ASSIGNMENT: Everything in the listing except the pictures should be written out exactly.

GIVEN DATA:
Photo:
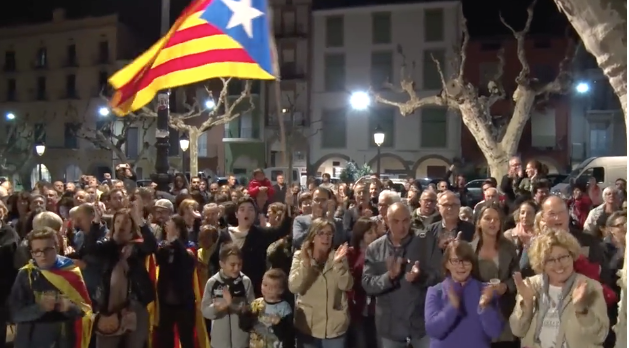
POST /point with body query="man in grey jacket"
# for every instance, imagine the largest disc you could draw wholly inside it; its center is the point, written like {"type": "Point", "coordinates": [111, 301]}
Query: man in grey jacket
{"type": "Point", "coordinates": [399, 268]}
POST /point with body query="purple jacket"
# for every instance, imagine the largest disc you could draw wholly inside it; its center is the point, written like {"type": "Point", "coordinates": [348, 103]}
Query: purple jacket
{"type": "Point", "coordinates": [468, 326]}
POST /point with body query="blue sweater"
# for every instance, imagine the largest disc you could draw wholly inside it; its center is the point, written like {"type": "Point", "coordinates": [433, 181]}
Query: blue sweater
{"type": "Point", "coordinates": [468, 326]}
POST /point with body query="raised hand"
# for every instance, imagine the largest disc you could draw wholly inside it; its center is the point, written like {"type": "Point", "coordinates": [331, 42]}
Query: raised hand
{"type": "Point", "coordinates": [414, 273]}
{"type": "Point", "coordinates": [486, 296]}
{"type": "Point", "coordinates": [340, 253]}
{"type": "Point", "coordinates": [579, 293]}
{"type": "Point", "coordinates": [524, 290]}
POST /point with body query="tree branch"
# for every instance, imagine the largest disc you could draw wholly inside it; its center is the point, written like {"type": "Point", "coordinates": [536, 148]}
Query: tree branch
{"type": "Point", "coordinates": [520, 36]}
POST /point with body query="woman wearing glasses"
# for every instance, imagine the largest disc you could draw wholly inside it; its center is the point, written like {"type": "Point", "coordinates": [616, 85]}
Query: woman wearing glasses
{"type": "Point", "coordinates": [462, 311]}
{"type": "Point", "coordinates": [558, 307]}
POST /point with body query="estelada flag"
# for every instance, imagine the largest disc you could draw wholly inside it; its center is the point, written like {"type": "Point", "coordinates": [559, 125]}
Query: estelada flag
{"type": "Point", "coordinates": [212, 38]}
{"type": "Point", "coordinates": [67, 278]}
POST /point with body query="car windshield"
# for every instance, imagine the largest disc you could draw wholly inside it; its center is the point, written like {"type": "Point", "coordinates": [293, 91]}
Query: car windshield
{"type": "Point", "coordinates": [576, 171]}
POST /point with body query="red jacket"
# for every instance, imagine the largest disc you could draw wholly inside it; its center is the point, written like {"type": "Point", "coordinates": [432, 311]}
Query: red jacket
{"type": "Point", "coordinates": [580, 209]}
{"type": "Point", "coordinates": [592, 270]}
{"type": "Point", "coordinates": [357, 298]}
{"type": "Point", "coordinates": [254, 188]}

RESULT OF THIS EXERCISE:
Photo:
POST /point with body query="man in grey jacket"
# for every instance, imagine the largest disc you could draw wholly inside it; its center is the point, written like {"type": "Point", "coordinates": [111, 301]}
Query: man in grey jacket
{"type": "Point", "coordinates": [399, 268]}
POST /point with body query="purple jacket"
# for every instance, imagine the largest disc you could draw wholly inside it; its center is the point, written like {"type": "Point", "coordinates": [348, 103]}
Query: purple jacket
{"type": "Point", "coordinates": [468, 326]}
POST /point with body query="blue sweater"
# for every instance, imagine the largest disc you could draw wholly inside it; its center is the point, written like {"type": "Point", "coordinates": [433, 181]}
Query: blue sweater
{"type": "Point", "coordinates": [468, 326]}
POST /point with body query="raised hand"
# for every instance, imagine the largest disc you could draw wholly inside it; its center is the point, written like {"type": "Point", "coordinates": [331, 42]}
Query: raised hand
{"type": "Point", "coordinates": [414, 273]}
{"type": "Point", "coordinates": [486, 296]}
{"type": "Point", "coordinates": [340, 253]}
{"type": "Point", "coordinates": [579, 293]}
{"type": "Point", "coordinates": [524, 290]}
POST /point with body query="tree branch"
# for every instance, imagine the largest disc you could draw wholly inside it; its center is the point, written like {"type": "Point", "coordinates": [536, 148]}
Query: tree branch
{"type": "Point", "coordinates": [520, 36]}
POST /point with body query="woman wearing glasses"
# for every instance, imagine the largest disc you could draw wholly inside it; its center is the point, written like {"type": "Point", "coordinates": [616, 85]}
Query: woman wearing glasses
{"type": "Point", "coordinates": [462, 311]}
{"type": "Point", "coordinates": [558, 307]}
POST /point with body query="estelada flag"
# for every instance, imagine the largest disc you could draw wholly inside it; its center is the point, written like {"type": "Point", "coordinates": [559, 125]}
Query: estelada flag
{"type": "Point", "coordinates": [212, 38]}
{"type": "Point", "coordinates": [67, 278]}
POST /point with body query="car windshield"
# for every instance, imagine the largest disc you could draw wholly inside it; its center is the point, written like {"type": "Point", "coordinates": [293, 91]}
Query: car windshield
{"type": "Point", "coordinates": [576, 171]}
POST /point with body query="red jacket"
# for every instance, imagine the largest disc you could draw wholly inside it; its center is the point, written like {"type": "Point", "coordinates": [432, 311]}
Query: red jacket
{"type": "Point", "coordinates": [580, 209]}
{"type": "Point", "coordinates": [592, 270]}
{"type": "Point", "coordinates": [357, 298]}
{"type": "Point", "coordinates": [254, 188]}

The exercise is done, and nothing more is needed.